Keith Coyle - Only Perfect Practice Makes Perfect
"A Correct Gun Mount is the Bedrock of all Good Technique"
The first in a series of coaching articles!
As this is my first article for Hunting & Safari magazine, I, of course, spent a considerable amount of time thinking about what the content should be and at what level of expertise it should appeal to.
Well the best place to start, as always, is at the beginning, go back to the basics, which is what we should all do every now and again. How often when you go to the shooting club do you go there to practice your technique, as opposed to shoot a round and chase a score.
Serious golfers spend as much time on the driving range and putting green, practicing their swing, as they do playing on the course, and how many golfers do you know that have brought a bag full of expensive clubs and walked on the first tee without having had lessons with a good golf pro?

» Tasks to complete:
a) According to the shooting article, which magazine was the author's first article written for?
b) In the shooting article, why did the author spend a considerable amount of time thinking about the article's content?
c) Write the next part of the shooting article, starting after its last sentence.
The material after this point comes from a separate source and has no connection to the shooting article.

» Record list:
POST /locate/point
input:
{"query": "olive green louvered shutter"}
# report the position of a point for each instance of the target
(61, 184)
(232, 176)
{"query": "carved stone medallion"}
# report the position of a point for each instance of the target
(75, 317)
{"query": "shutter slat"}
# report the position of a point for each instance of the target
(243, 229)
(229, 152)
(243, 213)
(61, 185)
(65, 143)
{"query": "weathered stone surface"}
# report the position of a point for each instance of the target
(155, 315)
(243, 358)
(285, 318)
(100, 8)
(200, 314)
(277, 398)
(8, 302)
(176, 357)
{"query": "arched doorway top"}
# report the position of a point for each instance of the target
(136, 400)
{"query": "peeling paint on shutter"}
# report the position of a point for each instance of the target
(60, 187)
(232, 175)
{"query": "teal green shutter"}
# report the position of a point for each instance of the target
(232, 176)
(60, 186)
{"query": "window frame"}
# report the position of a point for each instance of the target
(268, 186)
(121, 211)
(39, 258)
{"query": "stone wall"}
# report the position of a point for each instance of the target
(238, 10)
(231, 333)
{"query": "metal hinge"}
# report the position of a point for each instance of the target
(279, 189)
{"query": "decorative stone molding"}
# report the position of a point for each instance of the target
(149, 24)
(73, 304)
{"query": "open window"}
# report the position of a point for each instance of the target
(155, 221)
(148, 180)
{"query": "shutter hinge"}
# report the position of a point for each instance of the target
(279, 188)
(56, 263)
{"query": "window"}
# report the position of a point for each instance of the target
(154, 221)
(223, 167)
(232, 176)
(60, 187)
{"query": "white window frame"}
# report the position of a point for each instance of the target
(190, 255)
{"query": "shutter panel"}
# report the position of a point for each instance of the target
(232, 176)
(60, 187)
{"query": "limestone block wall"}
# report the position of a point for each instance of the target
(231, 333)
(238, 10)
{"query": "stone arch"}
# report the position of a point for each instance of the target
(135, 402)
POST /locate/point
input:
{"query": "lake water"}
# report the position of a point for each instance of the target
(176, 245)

» Answer list:
a) Hunting & Safari magazine.

b) It was his first article for Hunting & Safari magazine. So he weighed what the content should be and what level of expertise it should appeal to.

c)
So why do the majority of novice clay shooters start off in the sport by going to the local ground with a friend who gives a few phrases of well-meant advice, then they borrow a badly fitting gun and then attempt to shoot a full course relying on a technique they believe is right but based on the principles of shooting a rifle. Invariably they hit a few targets, and despite maybe having a bruised shoulder/upper arm or cheek bone, they get hooked, buy a gun and then set out with the belief that the more targets they shoot the better they will automatically get.
The truth is its only perfect practice that makes perfect! Bad practice just makes things worse and you can invest considerable amounts of money in compounding bad technique and inconsistency.
Few things are more satisfying than a perfect shot. The skill required is a product of sound basic techniques, perfect practice and smoothly honed reactions but these don’t come overnight. First you must know what it is you need to practice; only then can you do something about it. In shooting, as in other Endeavour’s, ignorance prevents progress.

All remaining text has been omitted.